## TASK DESCRIPTION
Copy out all the lines of the data that hold the word "jacket".

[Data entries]
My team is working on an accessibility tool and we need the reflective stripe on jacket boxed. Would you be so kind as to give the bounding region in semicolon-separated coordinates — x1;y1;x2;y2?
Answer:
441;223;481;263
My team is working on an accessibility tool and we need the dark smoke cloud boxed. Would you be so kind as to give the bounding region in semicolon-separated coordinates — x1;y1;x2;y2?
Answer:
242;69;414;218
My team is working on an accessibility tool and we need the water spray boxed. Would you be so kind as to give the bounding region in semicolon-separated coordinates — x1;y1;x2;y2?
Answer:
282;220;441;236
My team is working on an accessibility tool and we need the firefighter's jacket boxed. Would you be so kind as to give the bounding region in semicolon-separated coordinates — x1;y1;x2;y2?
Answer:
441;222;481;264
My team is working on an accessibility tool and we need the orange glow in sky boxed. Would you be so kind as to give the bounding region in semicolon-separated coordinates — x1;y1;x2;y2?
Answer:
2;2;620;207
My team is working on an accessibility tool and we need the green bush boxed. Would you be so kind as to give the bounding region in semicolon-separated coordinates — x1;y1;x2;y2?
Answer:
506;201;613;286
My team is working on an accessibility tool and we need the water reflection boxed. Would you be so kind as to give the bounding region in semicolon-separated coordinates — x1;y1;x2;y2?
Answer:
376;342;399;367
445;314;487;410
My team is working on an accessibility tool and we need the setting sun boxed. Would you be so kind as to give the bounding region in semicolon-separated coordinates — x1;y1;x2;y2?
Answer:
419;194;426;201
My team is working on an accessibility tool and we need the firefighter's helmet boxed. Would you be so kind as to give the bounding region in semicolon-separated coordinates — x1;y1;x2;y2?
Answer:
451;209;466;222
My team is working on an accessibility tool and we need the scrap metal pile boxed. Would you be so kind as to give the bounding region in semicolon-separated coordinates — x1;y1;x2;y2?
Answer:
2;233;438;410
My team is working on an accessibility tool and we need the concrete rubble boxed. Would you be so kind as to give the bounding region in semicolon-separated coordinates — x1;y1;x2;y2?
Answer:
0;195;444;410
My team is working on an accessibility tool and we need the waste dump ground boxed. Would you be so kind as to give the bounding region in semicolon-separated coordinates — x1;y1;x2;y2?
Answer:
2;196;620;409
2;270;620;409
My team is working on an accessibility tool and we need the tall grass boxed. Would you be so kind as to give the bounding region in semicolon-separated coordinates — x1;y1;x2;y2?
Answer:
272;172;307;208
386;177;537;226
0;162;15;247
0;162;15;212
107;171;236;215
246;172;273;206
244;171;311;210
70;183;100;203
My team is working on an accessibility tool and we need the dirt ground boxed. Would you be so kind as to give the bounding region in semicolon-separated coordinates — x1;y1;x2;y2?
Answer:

## SOLUTION TO THE EXERCISE
My team is working on an accessibility tool and we need the reflective stripe on jacket boxed. Would you be so kind as to give the bounding region in semicolon-separated coordinates — x1;y1;x2;y2?
My team is working on an accessibility tool and we need the firefighter's jacket boxed. Would you be so kind as to give the bounding region in semicolon-separated coordinates — x1;y1;x2;y2?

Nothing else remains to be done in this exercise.